→ Instructions to follow: Please rewrite everything from the line containing "Drop a point on every instance of the granite" down to the end of the data, requests included, offsetting every coordinate in the answers by -53. Leave the numbers in the requests unchanged.

►

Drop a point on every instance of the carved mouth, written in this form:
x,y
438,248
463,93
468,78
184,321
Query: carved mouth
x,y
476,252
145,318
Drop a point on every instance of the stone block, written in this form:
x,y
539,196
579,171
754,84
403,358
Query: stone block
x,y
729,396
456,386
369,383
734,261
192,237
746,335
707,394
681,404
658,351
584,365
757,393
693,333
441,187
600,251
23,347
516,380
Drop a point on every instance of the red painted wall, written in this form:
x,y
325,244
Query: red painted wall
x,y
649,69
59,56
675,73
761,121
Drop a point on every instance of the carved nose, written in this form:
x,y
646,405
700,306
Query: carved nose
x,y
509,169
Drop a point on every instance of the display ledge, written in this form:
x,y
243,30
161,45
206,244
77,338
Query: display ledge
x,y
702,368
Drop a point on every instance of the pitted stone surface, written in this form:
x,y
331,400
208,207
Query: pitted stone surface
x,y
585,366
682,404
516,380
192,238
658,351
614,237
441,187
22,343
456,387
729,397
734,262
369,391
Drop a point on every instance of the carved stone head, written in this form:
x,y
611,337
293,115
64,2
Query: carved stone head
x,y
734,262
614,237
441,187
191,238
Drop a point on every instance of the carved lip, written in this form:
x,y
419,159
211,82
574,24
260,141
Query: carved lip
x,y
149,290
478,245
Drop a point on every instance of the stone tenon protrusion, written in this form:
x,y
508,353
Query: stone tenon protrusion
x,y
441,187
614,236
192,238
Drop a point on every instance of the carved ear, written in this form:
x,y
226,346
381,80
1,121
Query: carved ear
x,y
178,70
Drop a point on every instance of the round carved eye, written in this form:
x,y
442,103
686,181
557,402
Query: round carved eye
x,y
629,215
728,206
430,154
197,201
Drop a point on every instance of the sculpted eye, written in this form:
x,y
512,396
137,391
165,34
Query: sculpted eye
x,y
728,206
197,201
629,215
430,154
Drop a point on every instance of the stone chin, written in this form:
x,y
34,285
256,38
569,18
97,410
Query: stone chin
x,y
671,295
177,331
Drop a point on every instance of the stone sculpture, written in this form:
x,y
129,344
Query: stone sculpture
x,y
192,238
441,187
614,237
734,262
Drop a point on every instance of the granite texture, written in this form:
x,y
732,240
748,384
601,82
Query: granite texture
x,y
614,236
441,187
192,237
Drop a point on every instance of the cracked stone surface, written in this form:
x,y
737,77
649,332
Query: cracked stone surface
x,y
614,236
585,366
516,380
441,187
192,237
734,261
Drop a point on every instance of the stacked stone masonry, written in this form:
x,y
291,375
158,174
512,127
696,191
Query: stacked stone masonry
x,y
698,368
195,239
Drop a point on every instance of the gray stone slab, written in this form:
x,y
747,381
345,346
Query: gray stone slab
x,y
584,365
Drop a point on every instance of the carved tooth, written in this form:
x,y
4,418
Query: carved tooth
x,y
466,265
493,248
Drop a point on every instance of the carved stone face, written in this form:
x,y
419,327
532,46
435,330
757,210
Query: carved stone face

◄

→ Result below:
Drop a point on every instance of the granite texture, written in this form:
x,y
732,240
748,384
601,82
Query: granite texture
x,y
561,183
388,134
139,184
Drop a point on every instance of the cracked stone surface, written in this form:
x,y
737,77
649,332
Query: cracked stone surface
x,y
561,183
532,313
463,327
388,134
139,184
681,208
Drop a point on every instance of the stacked stone masonry, written in this form:
x,y
291,375
158,174
512,127
696,191
Query: stacked stone masonry
x,y
645,315
142,186
Drop a point on every instance of the gray stone slab, written in this form:
x,y
747,381
345,346
Query: gray stone slab
x,y
531,312
Drop a point on every instance of the carved tooth, written in this form:
x,y
4,418
Query: carved tooth
x,y
413,212
440,195
Drop a point on every instance of the carved stone face, written in this form:
x,y
419,327
532,46
435,330
757,210
Query: carved stone face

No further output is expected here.